What to produce =>
Copy everything in the listing below word for word, apart from any images.

Dataset entries =>
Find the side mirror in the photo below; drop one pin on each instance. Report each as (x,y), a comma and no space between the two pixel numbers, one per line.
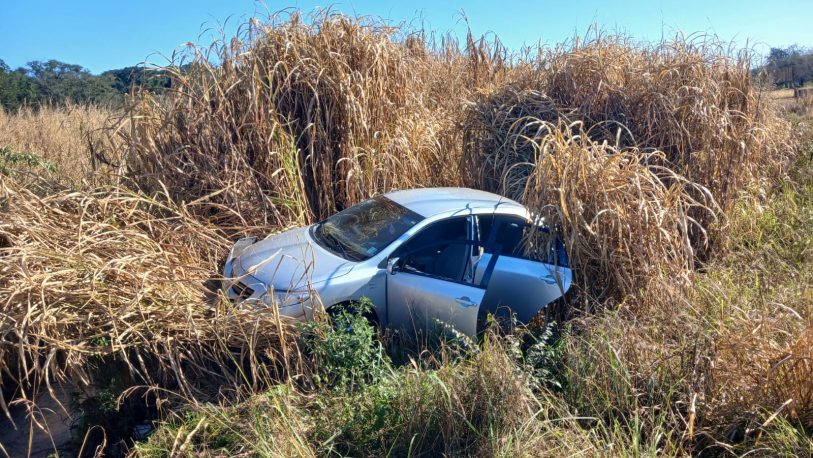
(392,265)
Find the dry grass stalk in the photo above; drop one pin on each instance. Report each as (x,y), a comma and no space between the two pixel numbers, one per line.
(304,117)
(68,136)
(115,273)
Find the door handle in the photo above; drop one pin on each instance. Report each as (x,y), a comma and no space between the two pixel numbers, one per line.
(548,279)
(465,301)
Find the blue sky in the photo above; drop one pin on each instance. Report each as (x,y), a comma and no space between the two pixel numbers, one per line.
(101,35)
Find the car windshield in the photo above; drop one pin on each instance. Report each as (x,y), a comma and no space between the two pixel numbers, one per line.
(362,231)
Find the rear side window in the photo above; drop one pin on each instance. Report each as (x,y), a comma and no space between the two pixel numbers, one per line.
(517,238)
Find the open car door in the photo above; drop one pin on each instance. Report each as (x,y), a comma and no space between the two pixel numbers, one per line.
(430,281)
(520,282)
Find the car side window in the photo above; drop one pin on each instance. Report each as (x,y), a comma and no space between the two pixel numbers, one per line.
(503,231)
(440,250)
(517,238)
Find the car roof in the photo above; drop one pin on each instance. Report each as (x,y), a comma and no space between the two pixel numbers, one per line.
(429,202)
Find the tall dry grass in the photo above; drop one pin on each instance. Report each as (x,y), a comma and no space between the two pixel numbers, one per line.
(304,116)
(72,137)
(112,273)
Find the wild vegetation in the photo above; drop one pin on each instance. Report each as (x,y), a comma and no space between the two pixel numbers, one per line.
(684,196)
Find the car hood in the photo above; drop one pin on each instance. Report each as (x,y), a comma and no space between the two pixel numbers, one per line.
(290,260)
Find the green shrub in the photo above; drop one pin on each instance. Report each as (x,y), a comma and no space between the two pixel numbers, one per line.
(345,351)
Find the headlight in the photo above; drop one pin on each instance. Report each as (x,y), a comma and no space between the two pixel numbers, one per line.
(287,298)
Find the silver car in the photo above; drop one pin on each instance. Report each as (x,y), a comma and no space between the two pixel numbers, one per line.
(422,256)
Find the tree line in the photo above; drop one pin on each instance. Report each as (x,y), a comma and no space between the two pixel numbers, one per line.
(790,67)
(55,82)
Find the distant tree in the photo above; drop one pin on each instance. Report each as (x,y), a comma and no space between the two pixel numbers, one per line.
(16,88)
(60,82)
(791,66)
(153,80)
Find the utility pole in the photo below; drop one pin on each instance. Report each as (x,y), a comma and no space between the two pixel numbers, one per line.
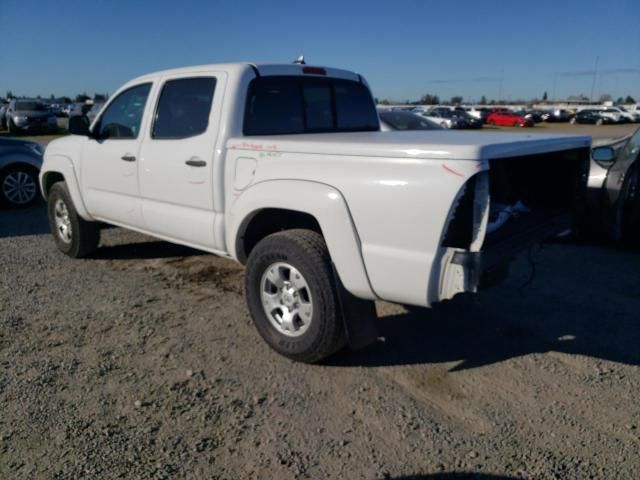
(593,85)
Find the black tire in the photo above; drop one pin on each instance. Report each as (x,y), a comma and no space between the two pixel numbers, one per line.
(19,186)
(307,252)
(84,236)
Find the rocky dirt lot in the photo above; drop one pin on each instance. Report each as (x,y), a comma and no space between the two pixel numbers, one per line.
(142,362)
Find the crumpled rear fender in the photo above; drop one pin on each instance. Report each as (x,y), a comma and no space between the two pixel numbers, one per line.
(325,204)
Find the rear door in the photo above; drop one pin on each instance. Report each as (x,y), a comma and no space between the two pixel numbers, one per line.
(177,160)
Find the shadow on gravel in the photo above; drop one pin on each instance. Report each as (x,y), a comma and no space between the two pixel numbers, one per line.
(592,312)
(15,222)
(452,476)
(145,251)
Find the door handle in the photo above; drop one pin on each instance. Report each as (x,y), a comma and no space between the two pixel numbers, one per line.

Correct result =>
Find the side mirror in the photo below; drop one pin on each instance. Report each as (x,y), a comma and no space between the two pixel numbers, one per line.
(392,265)
Find the dry grass stalk in the photo above; drop one pin on each instance. Report each as (x,y), a comma and no space between the two pixel numbers, one per line.
(304,117)
(68,136)
(115,273)
Find the door handle in the photo above; drop one pin on each instance. Report each as (x,y), a comma and no space between the two pixel numbers, one per line.
(548,279)
(465,301)
Find the blue sky in the photo above; drop one pin on each instance. Report each as (x,y), a comma and no space between the two pixel numbers, one per line.
(101,35)
Find the car windshield in the photo above; drop one pin on each instance. Report each as (x,y), a comma and no space between the two pixel numbers, one per line.
(362,231)
Find the rear side window in the photo above; drop one pin on each instance. Report each as (x,y), a comma and no space between the two pixel numbers, one per line.
(517,238)
Find the open car door in the photo above; drop one pin on each instance. Report each as (x,y), a comma and no space between the two pixel numbers, one per line.
(430,281)
(520,282)
Find the car side window in the photo above; drop one pin on each instance. Report each as (x,y), a comma and no space between the two pixel numbers, one per line.
(503,231)
(440,250)
(517,238)
Find the car roof in the photo above; drop one pin on each instance. Report each as (x,y), a comma and no space between the two pixel numbers, one per line.
(429,202)
Find the tall dry grass in the photo above; drop one pin on each instance. Report each as (x,y), a comma and no space between the two pixel numbers, one per line.
(304,116)
(72,137)
(112,273)
Find the wild vegetation in the photo above; drop one pin on each instance. Report each as (x,y), a comma and no space between the two pixel numbers, one per line.
(684,196)
Find the car hood in the photo above; drop one pin on each instance. Report each as (x,y), a comma and no space between the two pixel numbers, one per line.
(290,260)
Find the green shrub in the photo above; drop one pin on each instance. Report each as (x,y), a comma and no space between the two pixel numbers, one per line.
(345,351)
Find the headlight in the photo above; drop one pin on each instance. Report each as (x,y), a comma and no space between the two pixel numbers, one per line.
(287,298)
Find the silver car in the photo above; drop one pin on each instance. Report each as (x,y), a comma and no space between the two pixel numbers, one per line.
(422,256)
Find the tree line in the photo above; drop one pin on each instance. Report each as (x,y), a comma and no space between the two pixel numbers, one per line.
(790,67)
(55,82)
Find the distant tree in the photo above; drop one pin on each instance. Report each as (x,y), a comma and no space between the two pixel numbers, one per line.
(16,88)
(60,82)
(791,66)
(153,80)
Find the utility pole in the photo below; drop one pin on each instance. Report each as (x,y), a comma and no space between the two pixel numbers, one per line.
(593,85)
Find the black tire in the photo above; drop one pin on each instance. Report each as (x,y), a comma and no space between the two pixel numbers, one per line.
(19,186)
(307,252)
(84,236)
Find the rocky dirt lot in the photo above; drop one pin on each instance. Report each as (x,y), a comma and no space between the two pixel numbers, one per line.
(142,362)
Find the crumpled rear fender in the photo above; drop one pin on each instance. Report each as (x,y), a comma and no space between the two pixel numbers, one per line.
(325,204)
Find the rear door in the photo above; drop one pin on each instance. Report each as (x,y), a comma and no space between the two pixel numbers, one per line.
(177,160)
Find the shadow on gravel in the photo above; drop one pin on each instance. Report each as (x,y), a comma and no space between the two pixel numbers, one per line.
(592,312)
(15,222)
(452,476)
(145,251)
Find the door handle in the photo above; drop one pin on each instance. Report each as (x,y), a comma and no space between the two pixel numbers, one per line.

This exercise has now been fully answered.